**Set task:**
Write out the passage of the article about following your girlfriend on social media word for word, starting with "It’s no secret" and going on through "rules don’t apply.".

**Document text:**
· · · · · · ·
Unpopular Opinion Alert: You Don’t Have To Follow Your Girlfriend On Social Media

Experts weigh in on this ~controversial~ take.

It’s no secret that social media can be rough on relationships. There are so many opportunities for potential conflict; sometimes, even a simple “like” (or lack thereof) can be enough to send you and your girlfriend spiraling into a pit of hurt feelings. But what if you just… opted out?

It’s often assumed that romantic partners will follow each other on social media. You like your girlfriend, so you should want to follow her online, right?

Well, not necessarily. Following a loved one is never a requirement, whether it’s a romantic partner, a family member, or a friend. Your social media usage is personal, and so is your relationship — blanket rules don’t apply.

Not following definitely has its upsides — it’s simpler and less stressful by a long shot. Dr. Tony Ortega, a Brooklyn psychologist who specializes in LGBTQ+ clients, tells GO that roughly half of his clients don’t follow their partners. I stand by this practice, as it is super healthy for couples to have a life of their own outside of the relationship,” Ortega says. 

But this can be tricky terrain. Unfollowing your girlfriend can definitely cause some confusion, so it’s important to think through this decision and get onto the same page with your boo.

If you feel like your relationship would be better off without the apps involved, here are a few situations where you might want to unfollow.
· · · · · · ·
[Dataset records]
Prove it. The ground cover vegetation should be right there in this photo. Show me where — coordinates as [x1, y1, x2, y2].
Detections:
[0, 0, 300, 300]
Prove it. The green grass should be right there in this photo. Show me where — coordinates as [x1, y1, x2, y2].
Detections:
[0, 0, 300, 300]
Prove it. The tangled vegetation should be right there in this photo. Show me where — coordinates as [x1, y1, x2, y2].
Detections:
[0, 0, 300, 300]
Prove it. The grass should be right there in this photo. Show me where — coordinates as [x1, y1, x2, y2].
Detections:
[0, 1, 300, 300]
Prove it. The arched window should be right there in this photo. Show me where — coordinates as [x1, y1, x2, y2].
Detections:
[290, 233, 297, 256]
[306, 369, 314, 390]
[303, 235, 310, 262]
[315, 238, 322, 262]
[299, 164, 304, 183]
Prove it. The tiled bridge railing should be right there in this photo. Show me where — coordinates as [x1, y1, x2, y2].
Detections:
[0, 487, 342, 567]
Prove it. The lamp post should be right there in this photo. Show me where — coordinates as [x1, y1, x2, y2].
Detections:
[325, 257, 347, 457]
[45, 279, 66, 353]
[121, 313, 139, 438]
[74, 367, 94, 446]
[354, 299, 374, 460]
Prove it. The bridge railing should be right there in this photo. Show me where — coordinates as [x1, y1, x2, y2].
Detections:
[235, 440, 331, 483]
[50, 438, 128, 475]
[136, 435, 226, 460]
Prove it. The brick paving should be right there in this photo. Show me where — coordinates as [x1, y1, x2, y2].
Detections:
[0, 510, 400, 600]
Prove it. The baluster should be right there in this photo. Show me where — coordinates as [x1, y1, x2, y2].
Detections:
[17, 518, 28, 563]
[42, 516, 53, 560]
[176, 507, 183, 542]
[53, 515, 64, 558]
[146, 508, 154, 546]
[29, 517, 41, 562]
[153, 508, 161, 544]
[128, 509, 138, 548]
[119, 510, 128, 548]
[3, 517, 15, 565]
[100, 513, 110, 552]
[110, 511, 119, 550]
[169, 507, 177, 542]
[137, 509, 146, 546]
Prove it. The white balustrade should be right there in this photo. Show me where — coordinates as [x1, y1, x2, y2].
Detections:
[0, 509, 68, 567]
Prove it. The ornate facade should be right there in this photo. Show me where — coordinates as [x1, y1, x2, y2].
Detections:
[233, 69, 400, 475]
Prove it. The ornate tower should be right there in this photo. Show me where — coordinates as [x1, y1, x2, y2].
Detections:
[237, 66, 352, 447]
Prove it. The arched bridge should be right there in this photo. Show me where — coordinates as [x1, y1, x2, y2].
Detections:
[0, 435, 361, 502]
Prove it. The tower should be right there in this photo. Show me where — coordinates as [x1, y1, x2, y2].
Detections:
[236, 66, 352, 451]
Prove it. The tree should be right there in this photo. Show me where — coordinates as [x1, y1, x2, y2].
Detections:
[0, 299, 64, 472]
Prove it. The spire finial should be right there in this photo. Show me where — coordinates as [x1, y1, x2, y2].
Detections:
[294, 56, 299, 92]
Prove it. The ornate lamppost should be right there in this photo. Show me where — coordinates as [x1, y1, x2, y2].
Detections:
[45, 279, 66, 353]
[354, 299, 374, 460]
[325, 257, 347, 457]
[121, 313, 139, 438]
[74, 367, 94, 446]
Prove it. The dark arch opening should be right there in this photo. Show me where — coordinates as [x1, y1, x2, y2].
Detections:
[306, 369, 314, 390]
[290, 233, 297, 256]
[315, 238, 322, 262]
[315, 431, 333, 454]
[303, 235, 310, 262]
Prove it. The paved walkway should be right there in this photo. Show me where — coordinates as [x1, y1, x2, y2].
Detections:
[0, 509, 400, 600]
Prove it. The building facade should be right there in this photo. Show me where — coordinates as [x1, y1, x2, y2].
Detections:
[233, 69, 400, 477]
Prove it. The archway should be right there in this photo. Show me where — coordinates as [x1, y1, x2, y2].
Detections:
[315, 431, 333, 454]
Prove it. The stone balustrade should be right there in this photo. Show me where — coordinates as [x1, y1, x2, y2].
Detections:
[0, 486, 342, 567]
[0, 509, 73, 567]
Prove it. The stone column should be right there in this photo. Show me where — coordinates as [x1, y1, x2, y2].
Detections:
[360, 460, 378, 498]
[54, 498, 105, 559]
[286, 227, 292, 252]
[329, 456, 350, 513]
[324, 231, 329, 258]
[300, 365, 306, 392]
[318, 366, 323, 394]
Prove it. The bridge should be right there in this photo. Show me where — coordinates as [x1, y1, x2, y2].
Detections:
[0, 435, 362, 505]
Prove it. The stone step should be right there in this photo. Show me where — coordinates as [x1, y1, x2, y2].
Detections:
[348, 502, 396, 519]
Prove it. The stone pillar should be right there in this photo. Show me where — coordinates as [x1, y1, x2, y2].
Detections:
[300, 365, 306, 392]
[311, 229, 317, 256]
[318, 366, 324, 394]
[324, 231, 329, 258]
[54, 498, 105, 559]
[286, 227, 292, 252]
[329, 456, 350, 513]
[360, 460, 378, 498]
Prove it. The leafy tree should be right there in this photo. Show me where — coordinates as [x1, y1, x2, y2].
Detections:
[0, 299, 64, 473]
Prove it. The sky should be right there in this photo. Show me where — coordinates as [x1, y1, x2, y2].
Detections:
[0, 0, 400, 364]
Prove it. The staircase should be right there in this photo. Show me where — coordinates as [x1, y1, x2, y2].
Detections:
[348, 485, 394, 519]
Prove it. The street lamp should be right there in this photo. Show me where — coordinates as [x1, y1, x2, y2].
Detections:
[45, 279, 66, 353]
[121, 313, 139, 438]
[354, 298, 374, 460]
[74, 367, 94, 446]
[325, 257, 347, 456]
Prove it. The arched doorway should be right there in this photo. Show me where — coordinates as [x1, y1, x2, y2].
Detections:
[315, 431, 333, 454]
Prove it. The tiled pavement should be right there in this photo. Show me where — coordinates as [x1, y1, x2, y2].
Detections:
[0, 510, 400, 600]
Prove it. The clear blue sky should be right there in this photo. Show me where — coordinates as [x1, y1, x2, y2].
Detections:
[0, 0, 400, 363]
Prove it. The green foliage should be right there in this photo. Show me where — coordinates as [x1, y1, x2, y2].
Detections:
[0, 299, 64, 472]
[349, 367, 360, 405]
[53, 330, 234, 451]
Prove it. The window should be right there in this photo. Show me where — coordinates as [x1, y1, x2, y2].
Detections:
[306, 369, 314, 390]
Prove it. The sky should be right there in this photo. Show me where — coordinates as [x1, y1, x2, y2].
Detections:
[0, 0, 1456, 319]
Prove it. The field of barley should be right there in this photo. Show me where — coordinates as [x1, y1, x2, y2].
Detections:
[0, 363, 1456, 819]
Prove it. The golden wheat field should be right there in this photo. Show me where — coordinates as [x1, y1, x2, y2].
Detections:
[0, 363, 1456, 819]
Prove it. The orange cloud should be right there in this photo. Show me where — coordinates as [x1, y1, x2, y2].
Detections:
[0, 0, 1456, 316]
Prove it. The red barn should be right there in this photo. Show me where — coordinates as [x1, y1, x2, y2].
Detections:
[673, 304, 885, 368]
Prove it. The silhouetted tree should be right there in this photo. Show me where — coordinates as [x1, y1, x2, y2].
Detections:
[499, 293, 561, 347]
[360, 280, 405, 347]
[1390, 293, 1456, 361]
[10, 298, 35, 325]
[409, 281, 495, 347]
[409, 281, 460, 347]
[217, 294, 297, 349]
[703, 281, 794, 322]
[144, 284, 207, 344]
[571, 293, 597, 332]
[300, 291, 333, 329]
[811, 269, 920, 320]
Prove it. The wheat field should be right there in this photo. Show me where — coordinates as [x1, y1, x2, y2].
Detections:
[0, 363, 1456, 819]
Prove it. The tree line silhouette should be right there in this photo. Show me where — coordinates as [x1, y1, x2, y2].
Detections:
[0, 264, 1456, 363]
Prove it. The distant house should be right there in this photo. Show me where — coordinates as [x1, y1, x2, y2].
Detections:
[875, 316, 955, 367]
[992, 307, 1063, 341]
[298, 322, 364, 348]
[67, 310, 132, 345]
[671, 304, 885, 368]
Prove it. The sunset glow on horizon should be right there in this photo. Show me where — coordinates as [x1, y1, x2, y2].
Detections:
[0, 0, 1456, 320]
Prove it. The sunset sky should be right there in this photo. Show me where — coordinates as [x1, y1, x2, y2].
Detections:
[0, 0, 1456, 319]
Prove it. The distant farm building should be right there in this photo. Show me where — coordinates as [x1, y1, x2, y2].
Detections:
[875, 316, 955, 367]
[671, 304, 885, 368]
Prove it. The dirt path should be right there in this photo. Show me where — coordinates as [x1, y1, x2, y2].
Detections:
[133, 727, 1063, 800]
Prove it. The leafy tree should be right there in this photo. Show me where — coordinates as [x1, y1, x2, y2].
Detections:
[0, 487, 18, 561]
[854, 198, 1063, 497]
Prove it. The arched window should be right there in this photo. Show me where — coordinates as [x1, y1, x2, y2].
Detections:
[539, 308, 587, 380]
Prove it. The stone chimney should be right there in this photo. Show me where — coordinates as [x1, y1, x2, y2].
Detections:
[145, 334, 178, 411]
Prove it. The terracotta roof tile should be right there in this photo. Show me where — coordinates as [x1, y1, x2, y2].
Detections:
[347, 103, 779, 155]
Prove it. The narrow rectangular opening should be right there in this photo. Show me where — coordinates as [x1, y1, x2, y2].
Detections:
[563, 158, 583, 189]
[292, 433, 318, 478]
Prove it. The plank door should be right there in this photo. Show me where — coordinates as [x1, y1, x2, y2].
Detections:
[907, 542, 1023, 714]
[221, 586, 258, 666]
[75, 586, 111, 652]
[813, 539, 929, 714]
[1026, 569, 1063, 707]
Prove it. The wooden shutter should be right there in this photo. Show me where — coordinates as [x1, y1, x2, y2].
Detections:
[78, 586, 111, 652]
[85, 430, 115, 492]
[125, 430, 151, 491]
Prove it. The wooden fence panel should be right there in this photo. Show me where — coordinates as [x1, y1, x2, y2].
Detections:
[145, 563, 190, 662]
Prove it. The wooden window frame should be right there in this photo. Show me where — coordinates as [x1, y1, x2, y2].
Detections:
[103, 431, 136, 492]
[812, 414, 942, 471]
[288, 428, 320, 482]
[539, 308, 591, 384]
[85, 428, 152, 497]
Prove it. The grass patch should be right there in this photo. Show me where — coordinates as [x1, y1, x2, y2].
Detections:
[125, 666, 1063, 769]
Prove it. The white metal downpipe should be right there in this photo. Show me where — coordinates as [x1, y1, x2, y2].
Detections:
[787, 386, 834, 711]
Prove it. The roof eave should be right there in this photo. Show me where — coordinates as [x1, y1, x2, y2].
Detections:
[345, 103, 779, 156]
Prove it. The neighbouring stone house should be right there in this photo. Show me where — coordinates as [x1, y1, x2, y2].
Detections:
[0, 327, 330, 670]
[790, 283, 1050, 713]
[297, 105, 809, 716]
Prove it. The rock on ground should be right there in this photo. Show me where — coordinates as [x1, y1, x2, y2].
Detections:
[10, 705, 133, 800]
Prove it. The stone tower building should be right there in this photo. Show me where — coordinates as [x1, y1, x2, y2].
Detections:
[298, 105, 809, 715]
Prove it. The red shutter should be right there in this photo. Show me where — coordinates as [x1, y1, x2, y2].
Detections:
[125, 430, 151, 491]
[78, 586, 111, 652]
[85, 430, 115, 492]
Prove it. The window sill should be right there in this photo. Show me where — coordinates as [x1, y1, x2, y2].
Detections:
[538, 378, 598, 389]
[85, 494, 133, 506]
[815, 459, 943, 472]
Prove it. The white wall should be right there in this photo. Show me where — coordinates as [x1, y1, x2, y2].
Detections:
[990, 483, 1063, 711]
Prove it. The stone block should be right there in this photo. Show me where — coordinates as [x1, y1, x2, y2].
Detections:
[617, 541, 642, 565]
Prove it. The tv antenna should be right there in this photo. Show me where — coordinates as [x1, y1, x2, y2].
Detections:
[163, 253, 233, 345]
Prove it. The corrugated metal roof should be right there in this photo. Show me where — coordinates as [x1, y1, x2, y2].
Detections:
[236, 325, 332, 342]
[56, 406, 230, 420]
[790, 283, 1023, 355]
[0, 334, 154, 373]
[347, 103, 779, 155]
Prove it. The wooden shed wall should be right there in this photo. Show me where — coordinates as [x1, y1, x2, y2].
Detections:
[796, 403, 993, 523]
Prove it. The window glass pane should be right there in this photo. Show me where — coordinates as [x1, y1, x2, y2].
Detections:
· · · · · · ·
**Exercise response:**
It’s no secret that social media can be rough on relationships. There are so many opportunities for potential conflict; sometimes, even a simple “like” (or lack thereof) can be enough to send you and your girlfriend spiraling into a pit of hurt feelings. But what if you just… opted out?

It’s often assumed that romantic partners will follow each other on social media. You like your girlfriend, so you should want to follow her online, right?

Well, not necessarily. Following a loved one is never a requirement, whether it’s a romantic partner, a family member, or a friend. Your social media usage is personal, and so is your relationship — blanket rules don’t apply.